All lines containing the string "tree" must be copied from the entries.

[Records from a data source]
++++++++++
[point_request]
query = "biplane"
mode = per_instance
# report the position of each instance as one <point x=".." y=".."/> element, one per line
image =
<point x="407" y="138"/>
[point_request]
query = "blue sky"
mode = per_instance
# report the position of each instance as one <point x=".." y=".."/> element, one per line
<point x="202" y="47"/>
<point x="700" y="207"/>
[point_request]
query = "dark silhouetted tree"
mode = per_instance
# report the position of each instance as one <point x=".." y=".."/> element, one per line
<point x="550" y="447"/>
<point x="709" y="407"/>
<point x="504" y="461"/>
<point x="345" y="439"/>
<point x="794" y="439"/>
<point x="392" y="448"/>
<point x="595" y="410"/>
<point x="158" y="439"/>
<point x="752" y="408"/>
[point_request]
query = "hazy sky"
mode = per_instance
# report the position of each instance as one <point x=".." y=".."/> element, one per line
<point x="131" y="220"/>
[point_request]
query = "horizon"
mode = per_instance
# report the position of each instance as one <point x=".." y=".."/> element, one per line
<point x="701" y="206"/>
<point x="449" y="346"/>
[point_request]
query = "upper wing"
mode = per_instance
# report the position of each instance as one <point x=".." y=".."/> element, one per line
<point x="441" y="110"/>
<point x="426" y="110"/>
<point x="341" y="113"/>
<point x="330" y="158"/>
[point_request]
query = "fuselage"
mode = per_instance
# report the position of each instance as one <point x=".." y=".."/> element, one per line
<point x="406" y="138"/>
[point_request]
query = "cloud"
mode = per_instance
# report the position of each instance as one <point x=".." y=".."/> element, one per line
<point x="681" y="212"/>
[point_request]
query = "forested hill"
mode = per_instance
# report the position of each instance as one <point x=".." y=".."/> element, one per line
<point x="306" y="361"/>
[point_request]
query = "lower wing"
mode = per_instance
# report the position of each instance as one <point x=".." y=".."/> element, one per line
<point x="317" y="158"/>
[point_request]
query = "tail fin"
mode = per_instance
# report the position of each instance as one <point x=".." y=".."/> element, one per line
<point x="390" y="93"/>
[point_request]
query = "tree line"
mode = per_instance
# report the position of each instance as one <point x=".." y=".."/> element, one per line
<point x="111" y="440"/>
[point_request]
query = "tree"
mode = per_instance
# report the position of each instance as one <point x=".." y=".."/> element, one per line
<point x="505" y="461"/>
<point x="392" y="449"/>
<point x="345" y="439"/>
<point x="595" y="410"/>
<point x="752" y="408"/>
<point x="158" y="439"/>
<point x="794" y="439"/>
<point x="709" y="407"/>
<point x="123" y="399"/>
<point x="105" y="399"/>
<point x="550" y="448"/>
++++++++++
#### Reply to the exercise:
query = "dark silhouetted tree"
query = "tree line"
query = "tree"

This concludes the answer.